(Segmentation mask data)
»»
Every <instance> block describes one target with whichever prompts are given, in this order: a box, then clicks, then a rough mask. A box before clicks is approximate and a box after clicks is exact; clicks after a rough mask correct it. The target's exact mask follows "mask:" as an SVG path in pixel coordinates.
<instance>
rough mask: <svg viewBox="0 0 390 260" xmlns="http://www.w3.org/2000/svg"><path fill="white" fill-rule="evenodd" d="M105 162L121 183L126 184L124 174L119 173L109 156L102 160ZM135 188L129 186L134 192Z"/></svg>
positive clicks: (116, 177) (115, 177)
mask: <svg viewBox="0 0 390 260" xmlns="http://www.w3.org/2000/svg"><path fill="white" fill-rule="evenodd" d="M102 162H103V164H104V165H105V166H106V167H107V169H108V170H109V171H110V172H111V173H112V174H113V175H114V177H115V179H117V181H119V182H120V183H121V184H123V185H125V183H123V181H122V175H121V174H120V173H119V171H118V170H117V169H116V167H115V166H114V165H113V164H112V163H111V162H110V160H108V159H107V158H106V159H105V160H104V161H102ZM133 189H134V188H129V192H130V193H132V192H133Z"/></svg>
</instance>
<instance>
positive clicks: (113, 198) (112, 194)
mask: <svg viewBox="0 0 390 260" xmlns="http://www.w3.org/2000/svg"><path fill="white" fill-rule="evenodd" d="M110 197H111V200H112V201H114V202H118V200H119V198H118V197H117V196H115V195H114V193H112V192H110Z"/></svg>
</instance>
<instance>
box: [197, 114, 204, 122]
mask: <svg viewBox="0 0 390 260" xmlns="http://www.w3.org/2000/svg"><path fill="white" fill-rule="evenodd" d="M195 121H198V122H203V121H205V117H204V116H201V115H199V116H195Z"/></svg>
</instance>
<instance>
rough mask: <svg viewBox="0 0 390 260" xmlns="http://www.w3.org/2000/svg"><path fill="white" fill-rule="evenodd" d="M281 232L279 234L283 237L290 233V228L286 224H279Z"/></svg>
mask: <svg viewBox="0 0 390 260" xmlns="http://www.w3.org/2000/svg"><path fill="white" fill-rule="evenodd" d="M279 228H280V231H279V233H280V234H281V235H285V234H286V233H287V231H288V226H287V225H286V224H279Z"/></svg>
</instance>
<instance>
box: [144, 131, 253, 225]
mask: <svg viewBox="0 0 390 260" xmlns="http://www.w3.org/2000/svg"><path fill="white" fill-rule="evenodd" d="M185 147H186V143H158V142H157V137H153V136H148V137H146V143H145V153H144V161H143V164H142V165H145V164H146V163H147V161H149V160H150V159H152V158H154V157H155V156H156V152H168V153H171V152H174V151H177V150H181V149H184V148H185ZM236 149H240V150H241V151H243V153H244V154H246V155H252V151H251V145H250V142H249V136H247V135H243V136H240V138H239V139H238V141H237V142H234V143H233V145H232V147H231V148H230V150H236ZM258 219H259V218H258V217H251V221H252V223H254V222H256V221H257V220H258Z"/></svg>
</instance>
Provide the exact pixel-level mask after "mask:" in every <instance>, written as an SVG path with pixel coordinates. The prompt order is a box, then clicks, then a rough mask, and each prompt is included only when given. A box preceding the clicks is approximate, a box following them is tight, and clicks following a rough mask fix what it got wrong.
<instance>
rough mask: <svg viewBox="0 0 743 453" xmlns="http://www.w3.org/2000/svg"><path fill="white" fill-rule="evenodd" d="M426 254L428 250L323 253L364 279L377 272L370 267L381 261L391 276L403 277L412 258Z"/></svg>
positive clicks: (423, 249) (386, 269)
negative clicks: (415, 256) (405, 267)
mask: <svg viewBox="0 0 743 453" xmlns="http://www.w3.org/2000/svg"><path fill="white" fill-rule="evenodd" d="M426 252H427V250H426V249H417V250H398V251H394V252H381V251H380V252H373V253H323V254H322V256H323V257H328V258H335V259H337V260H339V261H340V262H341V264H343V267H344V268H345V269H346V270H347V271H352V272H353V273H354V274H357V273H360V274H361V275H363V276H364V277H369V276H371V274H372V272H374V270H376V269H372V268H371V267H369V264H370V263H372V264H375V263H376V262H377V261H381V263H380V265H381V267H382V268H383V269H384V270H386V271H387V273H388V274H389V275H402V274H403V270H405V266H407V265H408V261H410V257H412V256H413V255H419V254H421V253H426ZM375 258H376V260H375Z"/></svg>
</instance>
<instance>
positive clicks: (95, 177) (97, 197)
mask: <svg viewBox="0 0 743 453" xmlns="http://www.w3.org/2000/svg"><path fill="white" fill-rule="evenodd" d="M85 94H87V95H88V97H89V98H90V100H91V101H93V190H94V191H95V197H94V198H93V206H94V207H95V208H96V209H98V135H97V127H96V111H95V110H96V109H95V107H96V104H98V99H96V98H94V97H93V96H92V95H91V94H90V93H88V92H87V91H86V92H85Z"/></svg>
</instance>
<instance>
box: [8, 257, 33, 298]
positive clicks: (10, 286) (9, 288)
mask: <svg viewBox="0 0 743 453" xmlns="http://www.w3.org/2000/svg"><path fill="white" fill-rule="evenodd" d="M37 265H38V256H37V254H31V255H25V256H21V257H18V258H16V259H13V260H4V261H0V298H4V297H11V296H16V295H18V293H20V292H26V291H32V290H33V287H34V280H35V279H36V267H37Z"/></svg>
««
→ WHAT THIS TASK INVOLVES
Return, unchanged, the lines of the listing from its first line through the line that contains "positive clicks: (116, 177) (115, 177)", including both of those lines.

→ RESULT OF THE TASK
Every <instance> block describes one target with whichever prompts are given, in this order: a box, then clicks, then a rough mask. A box before clicks is approximate and a box after clicks is exact; clicks after a rough mask correct it. The target's exact mask follows "mask:" as an SVG path in pixel coordinates.
<instance>
rough mask: <svg viewBox="0 0 390 260" xmlns="http://www.w3.org/2000/svg"><path fill="white" fill-rule="evenodd" d="M105 162L121 183L126 184L124 174L119 173L109 156L102 160ZM135 188L129 186L134 192Z"/></svg>
positive clicks: (116, 177) (115, 177)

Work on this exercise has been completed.